• _PROVIDED RECORDS_
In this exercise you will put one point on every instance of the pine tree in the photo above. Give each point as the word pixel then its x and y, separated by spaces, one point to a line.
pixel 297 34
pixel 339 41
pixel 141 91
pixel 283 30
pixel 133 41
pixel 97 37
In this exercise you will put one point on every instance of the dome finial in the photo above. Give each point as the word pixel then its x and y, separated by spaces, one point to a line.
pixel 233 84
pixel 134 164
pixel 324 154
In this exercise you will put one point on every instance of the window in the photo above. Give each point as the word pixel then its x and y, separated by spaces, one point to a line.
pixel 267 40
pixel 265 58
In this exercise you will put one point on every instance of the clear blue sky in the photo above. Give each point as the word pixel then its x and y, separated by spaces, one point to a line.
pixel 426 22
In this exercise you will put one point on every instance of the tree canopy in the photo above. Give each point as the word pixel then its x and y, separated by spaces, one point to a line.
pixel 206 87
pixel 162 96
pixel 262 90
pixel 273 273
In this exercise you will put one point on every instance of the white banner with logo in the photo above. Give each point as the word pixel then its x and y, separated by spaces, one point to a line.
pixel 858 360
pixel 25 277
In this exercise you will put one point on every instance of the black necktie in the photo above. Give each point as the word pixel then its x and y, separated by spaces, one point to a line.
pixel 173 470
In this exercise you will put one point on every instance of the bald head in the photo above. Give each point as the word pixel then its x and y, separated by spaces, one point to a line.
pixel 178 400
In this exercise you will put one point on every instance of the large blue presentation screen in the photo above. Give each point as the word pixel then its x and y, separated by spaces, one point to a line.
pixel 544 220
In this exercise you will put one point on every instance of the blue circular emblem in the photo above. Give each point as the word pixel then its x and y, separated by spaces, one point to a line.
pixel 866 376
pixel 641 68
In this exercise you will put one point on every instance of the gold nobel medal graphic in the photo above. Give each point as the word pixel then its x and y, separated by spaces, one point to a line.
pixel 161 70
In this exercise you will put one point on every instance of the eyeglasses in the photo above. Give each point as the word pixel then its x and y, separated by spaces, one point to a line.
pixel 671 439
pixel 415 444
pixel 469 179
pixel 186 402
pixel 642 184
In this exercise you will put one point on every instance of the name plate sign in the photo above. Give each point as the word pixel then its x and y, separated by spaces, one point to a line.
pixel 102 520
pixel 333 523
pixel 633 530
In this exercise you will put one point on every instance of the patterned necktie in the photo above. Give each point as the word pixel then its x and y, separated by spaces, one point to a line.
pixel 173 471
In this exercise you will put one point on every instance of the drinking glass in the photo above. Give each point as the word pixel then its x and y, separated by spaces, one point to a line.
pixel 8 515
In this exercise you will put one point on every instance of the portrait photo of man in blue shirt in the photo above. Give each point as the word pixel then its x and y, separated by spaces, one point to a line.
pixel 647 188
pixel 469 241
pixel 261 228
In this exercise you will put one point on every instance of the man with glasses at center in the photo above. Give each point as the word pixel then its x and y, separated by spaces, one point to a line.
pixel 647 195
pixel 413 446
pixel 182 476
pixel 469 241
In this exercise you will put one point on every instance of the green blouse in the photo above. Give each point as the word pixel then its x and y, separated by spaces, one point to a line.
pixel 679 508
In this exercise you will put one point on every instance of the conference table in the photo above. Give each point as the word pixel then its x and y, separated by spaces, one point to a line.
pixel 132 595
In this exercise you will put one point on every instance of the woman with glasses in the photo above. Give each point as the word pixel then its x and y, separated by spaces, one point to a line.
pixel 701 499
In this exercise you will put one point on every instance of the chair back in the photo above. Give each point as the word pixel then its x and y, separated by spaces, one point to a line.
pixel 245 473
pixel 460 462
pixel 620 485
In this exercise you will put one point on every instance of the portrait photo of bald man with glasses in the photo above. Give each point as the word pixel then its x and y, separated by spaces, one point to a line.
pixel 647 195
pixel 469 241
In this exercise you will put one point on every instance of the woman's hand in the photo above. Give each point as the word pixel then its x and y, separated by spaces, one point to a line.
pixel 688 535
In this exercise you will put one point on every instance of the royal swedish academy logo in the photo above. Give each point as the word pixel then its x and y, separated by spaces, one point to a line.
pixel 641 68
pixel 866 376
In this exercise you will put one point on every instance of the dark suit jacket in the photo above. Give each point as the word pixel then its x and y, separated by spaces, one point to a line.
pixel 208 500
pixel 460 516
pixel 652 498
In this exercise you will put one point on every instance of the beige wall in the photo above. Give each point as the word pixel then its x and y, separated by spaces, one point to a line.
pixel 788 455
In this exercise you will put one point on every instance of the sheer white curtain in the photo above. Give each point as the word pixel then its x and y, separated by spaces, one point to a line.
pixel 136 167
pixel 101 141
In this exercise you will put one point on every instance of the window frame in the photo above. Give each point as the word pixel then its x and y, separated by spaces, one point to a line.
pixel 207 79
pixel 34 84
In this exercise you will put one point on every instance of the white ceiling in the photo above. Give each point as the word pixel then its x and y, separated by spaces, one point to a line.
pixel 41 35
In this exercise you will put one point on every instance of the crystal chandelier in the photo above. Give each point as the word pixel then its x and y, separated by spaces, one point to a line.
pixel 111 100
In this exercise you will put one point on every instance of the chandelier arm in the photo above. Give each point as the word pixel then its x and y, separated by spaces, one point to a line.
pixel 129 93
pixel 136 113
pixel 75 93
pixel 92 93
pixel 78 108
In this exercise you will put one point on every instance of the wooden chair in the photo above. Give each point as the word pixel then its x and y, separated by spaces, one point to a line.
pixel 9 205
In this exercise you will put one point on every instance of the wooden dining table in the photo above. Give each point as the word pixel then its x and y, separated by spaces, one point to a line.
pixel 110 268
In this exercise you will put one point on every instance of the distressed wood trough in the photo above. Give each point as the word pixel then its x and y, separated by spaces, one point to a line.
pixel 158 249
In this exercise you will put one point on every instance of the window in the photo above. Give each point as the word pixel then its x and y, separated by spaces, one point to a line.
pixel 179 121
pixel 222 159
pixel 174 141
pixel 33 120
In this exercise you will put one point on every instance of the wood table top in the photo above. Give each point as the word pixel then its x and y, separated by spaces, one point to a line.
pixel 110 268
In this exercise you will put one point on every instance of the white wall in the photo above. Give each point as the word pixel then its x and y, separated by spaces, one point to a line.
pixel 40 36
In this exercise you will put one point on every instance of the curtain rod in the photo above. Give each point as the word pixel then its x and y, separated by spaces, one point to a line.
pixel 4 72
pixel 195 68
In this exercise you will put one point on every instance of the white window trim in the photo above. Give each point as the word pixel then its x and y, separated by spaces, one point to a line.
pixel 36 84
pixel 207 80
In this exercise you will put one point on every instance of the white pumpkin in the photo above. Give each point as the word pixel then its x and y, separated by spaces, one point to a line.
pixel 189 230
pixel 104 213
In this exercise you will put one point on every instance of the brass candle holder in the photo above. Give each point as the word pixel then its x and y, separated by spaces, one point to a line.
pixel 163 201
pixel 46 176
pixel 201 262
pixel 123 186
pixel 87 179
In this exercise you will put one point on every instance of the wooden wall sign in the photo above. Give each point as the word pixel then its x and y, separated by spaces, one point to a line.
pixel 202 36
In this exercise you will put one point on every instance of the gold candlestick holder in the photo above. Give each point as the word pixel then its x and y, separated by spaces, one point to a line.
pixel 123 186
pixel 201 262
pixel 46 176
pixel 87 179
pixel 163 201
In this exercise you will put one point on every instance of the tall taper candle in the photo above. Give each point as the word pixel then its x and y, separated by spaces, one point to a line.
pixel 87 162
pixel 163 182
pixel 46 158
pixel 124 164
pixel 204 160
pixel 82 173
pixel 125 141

• _ACTION ITEM_
When you output the entries, keep every line exactly as it appears above.

• _ANSWER BELOW_
In this exercise you will put one point on every instance of the pine tree in the photo above. Give each point as the word pixel then its x and y, separated by spaces, one point to a line.
pixel 297 34
pixel 339 41
pixel 141 91
pixel 283 30
pixel 133 41
pixel 97 37
In this exercise you will put one point on every instance of the dome finial in the photo above. Give each point as the word pixel then its x and y, separated by spaces, one point to a line.
pixel 233 84
pixel 134 164
pixel 324 154
In this exercise you will put one point on every instance of the window in the photo above. Give each point as the word pixel then its x and y, separated by spaces, one point to a line.
pixel 267 40
pixel 265 58
In this exercise you will put one point on every instance of the clear blue sky in the photo above. Give each point as the word pixel then its x and y, separated by spaces, one point to a line.
pixel 426 22
In this exercise you will put one point on every instance of the tree canopy in the photo above. Give each point as the word pixel then its x and y, separated by spaces, one point to a line.
pixel 206 87
pixel 162 96
pixel 262 90
pixel 273 273
In this exercise you will put one point on every instance of the white banner with logo in the photo above. Give each point as the word pixel then its x and y, separated by spaces, one point to a line.
pixel 858 360
pixel 25 277
In this exercise you will put one point on every instance of the black necktie in the photo above. Give each point as the word pixel then its x and y, separated by spaces, one point to a line.
pixel 173 470
In this exercise you will put one point on every instance of the bald head in the photo above. Give each point as the word pixel then its x and y, separated by spaces, one point to a line.
pixel 178 400
In this exercise you will put one point on every instance of the large blue presentation screen in the photo above. Give each point as the word pixel then its x and y, separated by spaces, one point to a line.
pixel 544 220
In this exercise you will put one point on every instance of the blue circular emblem in the photo above. Give each point as the word pixel then its x and y, separated by spaces, one point to a line.
pixel 866 376
pixel 641 68
In this exercise you will put one point on every instance of the gold nobel medal graphic in the photo above. Give each point as the word pixel then its x and y, separated by spaces, one point to a line.
pixel 161 70
In this exercise you will put one point on every instance of the eyeglasses in the photo above. Give each point as the word pixel then its x and y, separated by spaces, one point to a line.
pixel 671 439
pixel 415 444
pixel 469 179
pixel 186 402
pixel 642 184
In this exercise you will put one point on every instance of the name plate sign in the photo above. Give each point as the word pixel then its x and y, separated by spaces, one point to a line.
pixel 102 520
pixel 333 523
pixel 633 530
In this exercise you will put one point on every instance of the patterned necktie in the photo above. Give each point as the word pixel then its x and y, separated by spaces, one point to a line.
pixel 173 471
In this exercise you will put one point on every instance of the drinking glass in the photo above. Give each point as the word pixel then its x and y, separated by spaces, one point to a line.
pixel 8 515
In this exercise you will put one point on every instance of the portrait photo of man in blue shirt in the photo above. Give each point as the word pixel then its x and y, separated by spaces, one point to a line.
pixel 647 188
pixel 469 241
pixel 261 228
In this exercise you will put one point on every instance of the man with glasses at center in the photo above. Give each point as the word pixel then its x and y, separated by spaces, one point to a line.
pixel 647 195
pixel 413 446
pixel 182 476
pixel 469 241
In this exercise you will put one point on every instance of the green blouse in the photo above. Give each point as the word pixel then its x and y, separated by spaces, one point to a line.
pixel 679 508
In this exercise you will put one point on every instance of the conference table in the photo above. Give each point as the word pixel then its x and y, separated by spaces, one point to a line.
pixel 132 595
In this exercise you will put one point on every instance of the woman with glasses in the photo above. Give each point as the word pixel then its x and y, separated by spaces, one point to a line.
pixel 701 499
In this exercise you will put one point on every instance of the chair back in the photo above. Give each point as the word pixel then its x and y, separated by spaces, one point to a line.
pixel 245 473
pixel 460 462
pixel 620 485
In this exercise you will put one point on every instance of the portrait photo of bald man with glasses in the photo above. Give each point as the word pixel then its x and y, separated by spaces, one point to a line.
pixel 647 195
pixel 469 241
In this exercise you will put one point on every instance of the woman's hand in the photo above. Give each point as the word pixel then its x and y, separated by spaces, one point to a line.
pixel 688 535
In this exercise you will put one point on every instance of the royal swedish academy logo in the photo above. Give each point as the word pixel then its x and y, separated by spaces, one point to a line.
pixel 641 68
pixel 866 376
In this exercise you will put one point on every instance of the dark suit jacket in the photo above. Give each point as the word pixel then its x and y, separated by spaces, one point to a line.
pixel 208 500
pixel 460 516
pixel 652 498
In this exercise you will put one point on every instance of the beige wall in the photo above. Give each point as the word pixel then its x and y, separated by spaces, one point to a line.
pixel 788 455
In this exercise you will put one point on every instance of the sheer white curtain in the photo above. Give each point as the word pixel then its x and y, separated by spaces, one point to a line.
pixel 136 167
pixel 101 141
In this exercise you will put one point on every instance of the window frame in the photo above. Give each point as the word pixel then its x and y, separated by spaces, one point to a line.
pixel 207 79
pixel 34 84
In this exercise you will put one point on every instance of the white ceiling in the photo above. Give each point as the word pixel then its x and y, separated by spaces, one point to a line.
pixel 41 35
In this exercise you will put one point on every instance of the crystal chandelier in the photo above. Give each point as the word pixel then its x and y, separated by spaces, one point to a line.
pixel 111 100
In this exercise you will put one point on every instance of the chandelier arm in the photo above. Give each point as the word pixel then its x and y, separated by spaces, one point to a line.
pixel 129 93
pixel 136 113
pixel 75 93
pixel 92 93
pixel 78 108
In this exercise you will put one point on every instance of the wooden chair in the photo above. Give each point as the word pixel then its x and y, separated by spaces, one point to a line.
pixel 9 205
In this exercise you will put one point on every instance of the wooden dining table in the photo above. Give each point as the word pixel then its x and y, separated by spaces, one point to a line.
pixel 110 268
In this exercise you will put one point on every instance of the distressed wood trough in the photo above. Give each point as the word pixel then its x and y, separated by spaces, one point to a line.
pixel 158 249
In this exercise you will put one point on every instance of the window in the photo above. Give each point as the word pixel then its x and y, separated by spaces, one point to a line.
pixel 179 121
pixel 222 159
pixel 174 141
pixel 33 120
In this exercise you will put one point on every instance of the wood table top in the photo above. Give each point as the word pixel then its x and y, separated by spaces, one point to a line.
pixel 110 268
In this exercise you will put one point on every instance of the white wall in the photo above. Give each point as the word pixel then its x and y, separated by spaces, one point to a line.
pixel 40 36
In this exercise you will put one point on every instance of the curtain rod in the photo above. Give each point as the word pixel then its x and y, separated by spaces, one point to a line.
pixel 4 72
pixel 195 68
In this exercise you will put one point on every instance of the white window trim in the photo above. Give each point as the word pixel then its x and y, separated by spaces, one point to a line.
pixel 36 84
pixel 207 80
In this exercise you will put one point on every instance of the white pumpkin in the photo above. Give each point as the word pixel then its x and y, separated by spaces, one point to a line.
pixel 189 230
pixel 104 213
In this exercise you will put one point on every instance of the brass candle holder in the photo above. Give each point as the word pixel then its x and y, separated by spaces, one point to a line.
pixel 163 201
pixel 46 176
pixel 201 262
pixel 123 186
pixel 87 179
In this exercise you will put one point on every instance of the wooden wall sign in the photo above. Give each point as the word pixel then its x and y, separated by spaces, one point to a line.
pixel 202 36
In this exercise you will put one point on every instance of the gold candlestick holder in the photo above. Give each point as the word pixel then its x and y, separated by spaces, one point to a line.
pixel 123 186
pixel 201 262
pixel 46 176
pixel 87 179
pixel 163 201
In this exercise you will put one point on every instance of the tall taper candle in the photo above. Give each point as the word pixel then its x and y, separated by spaces, one point to a line.
pixel 87 162
pixel 163 182
pixel 46 158
pixel 124 164
pixel 204 160
pixel 82 173
pixel 125 141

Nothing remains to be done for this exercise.